[start Available records]
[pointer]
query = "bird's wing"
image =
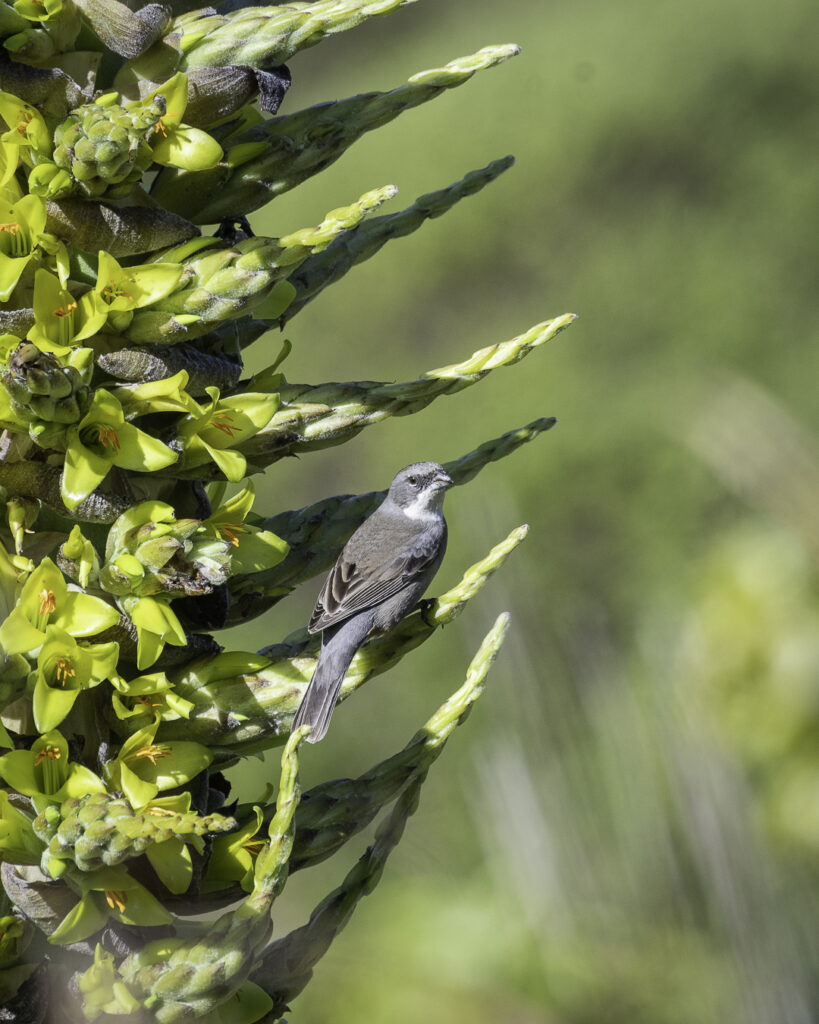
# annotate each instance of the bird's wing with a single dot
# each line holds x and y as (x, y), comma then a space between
[end Available records]
__What to do__:
Turn the lines above into a numbered list without the blank lines. Leave the pictures out of your answer.

__Task response__:
1. [pointer]
2. query = "bird's wing"
3. image =
4. # annotate each instance of the bird's wing with a single dot
5. # each line holds x and y as (x, y), comma then a space between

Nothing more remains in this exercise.